**Records supplied:**
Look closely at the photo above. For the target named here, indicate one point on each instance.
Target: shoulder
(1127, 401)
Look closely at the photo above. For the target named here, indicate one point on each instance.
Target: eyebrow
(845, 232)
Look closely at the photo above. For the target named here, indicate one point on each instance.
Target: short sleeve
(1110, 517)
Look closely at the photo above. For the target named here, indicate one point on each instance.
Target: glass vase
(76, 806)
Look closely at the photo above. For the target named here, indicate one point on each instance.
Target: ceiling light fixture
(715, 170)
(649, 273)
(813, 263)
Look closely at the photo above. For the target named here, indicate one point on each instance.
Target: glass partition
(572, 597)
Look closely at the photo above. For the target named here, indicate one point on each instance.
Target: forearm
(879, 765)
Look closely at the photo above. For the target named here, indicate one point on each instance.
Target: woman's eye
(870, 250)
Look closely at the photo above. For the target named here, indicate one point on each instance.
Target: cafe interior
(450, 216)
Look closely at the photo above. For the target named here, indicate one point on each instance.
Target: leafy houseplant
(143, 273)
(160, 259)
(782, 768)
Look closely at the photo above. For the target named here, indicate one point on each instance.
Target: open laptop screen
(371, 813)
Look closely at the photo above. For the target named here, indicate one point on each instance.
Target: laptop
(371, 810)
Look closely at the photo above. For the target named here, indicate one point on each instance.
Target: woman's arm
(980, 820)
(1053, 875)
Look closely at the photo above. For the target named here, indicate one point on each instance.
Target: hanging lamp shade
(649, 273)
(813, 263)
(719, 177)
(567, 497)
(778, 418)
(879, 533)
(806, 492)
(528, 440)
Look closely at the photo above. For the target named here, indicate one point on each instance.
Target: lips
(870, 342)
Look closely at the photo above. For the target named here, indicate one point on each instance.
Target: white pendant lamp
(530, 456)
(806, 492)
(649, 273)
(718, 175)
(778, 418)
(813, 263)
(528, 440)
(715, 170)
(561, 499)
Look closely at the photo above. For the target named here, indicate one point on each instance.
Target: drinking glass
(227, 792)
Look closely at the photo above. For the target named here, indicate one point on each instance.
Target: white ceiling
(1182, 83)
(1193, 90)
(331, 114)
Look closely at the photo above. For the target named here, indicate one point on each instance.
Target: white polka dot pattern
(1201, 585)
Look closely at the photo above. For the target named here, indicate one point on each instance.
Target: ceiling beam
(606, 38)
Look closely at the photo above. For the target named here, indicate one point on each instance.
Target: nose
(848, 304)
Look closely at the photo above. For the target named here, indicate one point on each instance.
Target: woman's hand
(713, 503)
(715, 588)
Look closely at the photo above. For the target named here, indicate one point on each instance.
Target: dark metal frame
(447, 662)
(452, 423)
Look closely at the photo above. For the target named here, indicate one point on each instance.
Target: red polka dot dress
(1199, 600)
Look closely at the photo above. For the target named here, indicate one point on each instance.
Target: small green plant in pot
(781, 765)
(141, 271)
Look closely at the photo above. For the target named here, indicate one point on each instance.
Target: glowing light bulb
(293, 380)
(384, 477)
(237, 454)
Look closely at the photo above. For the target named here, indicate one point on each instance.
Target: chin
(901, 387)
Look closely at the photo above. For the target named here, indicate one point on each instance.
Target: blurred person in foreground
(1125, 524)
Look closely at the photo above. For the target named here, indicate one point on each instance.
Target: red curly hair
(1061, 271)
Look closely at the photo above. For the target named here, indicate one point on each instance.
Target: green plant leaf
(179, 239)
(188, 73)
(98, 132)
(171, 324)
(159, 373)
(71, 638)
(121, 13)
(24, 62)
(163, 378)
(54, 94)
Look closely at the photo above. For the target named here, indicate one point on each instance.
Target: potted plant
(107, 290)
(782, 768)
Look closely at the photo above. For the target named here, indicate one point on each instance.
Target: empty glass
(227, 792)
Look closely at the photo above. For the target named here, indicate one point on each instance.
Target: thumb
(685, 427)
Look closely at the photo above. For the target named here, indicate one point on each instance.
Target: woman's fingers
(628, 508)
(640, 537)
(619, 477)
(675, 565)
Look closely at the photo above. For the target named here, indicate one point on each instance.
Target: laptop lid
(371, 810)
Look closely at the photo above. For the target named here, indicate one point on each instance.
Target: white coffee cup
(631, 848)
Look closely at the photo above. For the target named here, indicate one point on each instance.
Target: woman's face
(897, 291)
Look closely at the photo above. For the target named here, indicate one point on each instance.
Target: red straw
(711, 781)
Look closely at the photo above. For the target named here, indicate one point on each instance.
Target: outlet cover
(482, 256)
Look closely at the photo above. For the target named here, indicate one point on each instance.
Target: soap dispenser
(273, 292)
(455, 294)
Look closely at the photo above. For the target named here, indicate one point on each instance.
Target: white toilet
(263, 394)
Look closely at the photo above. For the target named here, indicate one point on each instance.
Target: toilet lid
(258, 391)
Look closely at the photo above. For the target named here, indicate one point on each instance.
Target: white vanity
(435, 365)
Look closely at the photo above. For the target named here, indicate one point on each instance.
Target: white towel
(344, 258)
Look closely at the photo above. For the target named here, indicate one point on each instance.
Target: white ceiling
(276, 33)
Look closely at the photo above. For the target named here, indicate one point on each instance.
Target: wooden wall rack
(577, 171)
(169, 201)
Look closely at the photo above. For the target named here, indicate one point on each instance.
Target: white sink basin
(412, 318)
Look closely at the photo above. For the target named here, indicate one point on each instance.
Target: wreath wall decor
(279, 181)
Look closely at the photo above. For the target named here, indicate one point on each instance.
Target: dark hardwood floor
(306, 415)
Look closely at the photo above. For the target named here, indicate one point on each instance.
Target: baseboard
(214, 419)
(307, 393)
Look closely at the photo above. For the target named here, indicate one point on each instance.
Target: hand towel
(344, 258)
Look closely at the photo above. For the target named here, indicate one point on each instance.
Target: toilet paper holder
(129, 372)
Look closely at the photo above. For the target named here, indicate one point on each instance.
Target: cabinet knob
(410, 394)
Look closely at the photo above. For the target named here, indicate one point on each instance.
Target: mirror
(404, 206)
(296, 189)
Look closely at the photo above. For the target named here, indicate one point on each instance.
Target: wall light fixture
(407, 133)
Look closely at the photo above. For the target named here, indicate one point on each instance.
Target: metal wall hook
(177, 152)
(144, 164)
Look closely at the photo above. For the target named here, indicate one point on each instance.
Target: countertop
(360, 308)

**Given request:**
Please reproduce all of the entries exactly as they stand.

**Response to this exercise:**
Look closely at the photo above. For the target named here, indicate one point on each instance.
Target: shoulder
(1127, 401)
Look closely at the photo above. For the target named here, indicate one point on each instance.
Target: eyebrow
(845, 232)
Look closely at the photo above. For the target named here, indicate one point on each instance.
Target: short sleeve
(1110, 517)
Look closely at the photo above. For the target named here, indicate one point on each instance.
Target: glass vase
(76, 806)
Look closely at the photo above. For the target named here, indicate one point on each instance.
Target: ceiling light fixture
(715, 170)
(649, 273)
(813, 263)
Look closely at the photo above. For the target named here, indicate one point on each instance.
Target: glass partition
(572, 597)
Look closely at the photo above. For the target named here, indicate one point on each instance.
Target: forearm
(879, 765)
Look closely at the photo above. For the target named here, indicate one point on each instance.
Target: woman's eye
(870, 250)
Look closely at the photo above. For the target named here, indicate one point on each instance.
Target: cafe interior
(450, 216)
Look closely at the photo above. For the target named here, indicate one point on each instance.
Target: leafy houseplant
(143, 273)
(160, 259)
(782, 768)
Look closely at the photo above. For the target named here, indicate one point on each instance.
Target: open laptop screen
(371, 813)
Look closely at the photo above. For the target named here, indicate one point on each instance.
Target: laptop
(371, 810)
Look closely at the photo above. For the target named here, indicate one point on each instance.
Target: woman's arm
(980, 820)
(1053, 875)
Look closely at the photo above. For the target named here, indicate one point on each instance.
Target: hanging lamp shade
(649, 273)
(813, 263)
(719, 177)
(567, 497)
(778, 418)
(879, 533)
(806, 492)
(528, 440)
Look closely at the photo above. For the target named here, indicate one point on each instance.
Target: lips
(870, 342)
Look closely at the photo above. For the target named here, indicate one point on each instance.
Target: white pendant lamp
(530, 456)
(806, 492)
(649, 273)
(718, 175)
(778, 418)
(813, 263)
(528, 440)
(715, 170)
(561, 499)
Look closely at the photo above. For the target named here, indicate one point on each instance.
Target: drinking glass
(227, 792)
Look closely at the photo above. For the target named here, indicate one point on each instance.
Target: white ceiling
(1182, 83)
(1193, 90)
(331, 114)
Look closely at the photo above. For the target named here, indicate one point on each instance.
Target: white polka dot pattern
(1201, 585)
Look closely at the photo above. For the target named here, indicate one point on each instance.
Target: ceiling beam
(606, 38)
Look closely at the photo above. For the target named here, indicate one point on each instance.
Target: nose
(848, 304)
Look closely at the photo above. For the target named here, indicate one point on each instance.
Target: woman's hand
(713, 503)
(715, 588)
Look closely at the photo above. For the target named here, indicate one point on each instance.
Target: dark metal frame
(447, 662)
(452, 423)
Look closely at the photo above. For the target named here, indicate one point on each instance.
Target: red polka dot dress
(1199, 600)
Look closely at the photo above. For the target named here, indicate one point on each instance.
Target: small green plant in pot
(781, 765)
(141, 271)
Look closely at the photo above. For the target named here, indicate one point on each instance.
Target: glowing light bulb
(293, 380)
(384, 477)
(237, 454)
Look closely at the photo above. For the target named here, indicate one point on each instance.
Target: chin
(901, 387)
Look closely at the photo above. For the target named here, indicate one point on each instance.
Target: blurred person in foreground
(1125, 524)
Look closely at the photo above. For the target named here, indicate one point on each instance.
Target: red curly hair
(1061, 271)
Look closely at the photo above. For the target named here, indicate one point on each instance.
Target: green plant leaf
(179, 239)
(188, 73)
(98, 132)
(171, 324)
(159, 373)
(71, 638)
(121, 13)
(24, 62)
(163, 378)
(54, 94)
Look closely at the photo above. For the target named here, indicate one point on each instance.
Target: potted plant
(107, 290)
(782, 768)
Look closely at the photo above. For the target named here, indicate one point on each instance.
Target: empty glass
(227, 792)
Look closely at the photo above. For the target named here, indicate one point on each instance.
Target: thumb
(685, 427)
Look closely at the photo above. For the target named here, indicate one point on each instance.
Target: woman's fingers
(628, 508)
(640, 537)
(619, 477)
(675, 565)
Look closely at the photo above. For the target named here, indicate one point on each instance.
Target: laptop lid
(371, 810)
Look closely at the photo above. For the target named here, indicate one point on each instance.
Target: white coffee cup
(631, 848)
Look closely at the photo above. For the target named here, indicate one point on each instance.
Target: woman's face
(897, 291)
Look closely at the photo above. For the target named here, indicate one point on each instance.
Target: red straw
(711, 781)
Look closely at the photo above. For the target named here, indicate one point on each instance.
Target: outlet cover
(482, 256)
Look closely at the photo above. For the target named here, indicate one point on each instance.
Target: soap dispenser
(273, 292)
(455, 294)
Look closely at the photo above. For the target named here, indicate one point on each instance.
Target: white toilet
(263, 394)
Look closely at the photo above. For the target named here, indicate one point on each instance.
Target: toilet lid
(258, 391)
Look closely at the photo above. For the target named here, indicate one point on each instance.
Target: white vanity
(435, 365)
Look closely at the photo above. For the target named here, indicate one point on each instance.
Target: white towel
(344, 258)
Look closely at the photo above. For the target named here, indicate one point on each instance.
Target: white ceiling
(276, 33)
Look closely at the photo above. For the target named here, indicate one point on each instance.
Target: wooden wall rack
(577, 171)
(169, 201)
Look closely at the photo above. For the target named here, indicate one point on each instance.
Target: white sink basin
(412, 318)
Look closely at the photo above. For the target named here, indicate one point on each instance.
Target: wreath wall decor
(279, 181)
Look closely at the photo above. For the target named here, indicate one point on each instance.
Target: dark hardwood floor
(306, 415)
Look closely at the photo above. For the target named here, indicate one point on each instance.
Target: baseboard
(214, 419)
(307, 393)
Look closely at the photo above. For the target named here, indicate one point on each instance.
Target: hand towel
(344, 258)
Look closely at the photo above. For the target named here, indicate one point on each instance.
Target: toilet paper holder
(129, 372)
Look closely at the photo above. For the target named here, indicate one point on each instance.
Target: cabinet knob
(410, 394)
Look closely at the photo above. For the target named here, indicate one point on each instance.
Target: mirror
(404, 206)
(296, 189)
Look closely at the photo above. For the target named here, indicate one point on each instance.
Target: wall light fixture
(407, 133)
Look closely at the photo above. For the target named here, indicate one point on each instance.
Target: metal wall hook
(177, 152)
(144, 164)
Look closely at the photo above. For the target named here, indicate one point on each instance.
Target: countertop
(360, 308)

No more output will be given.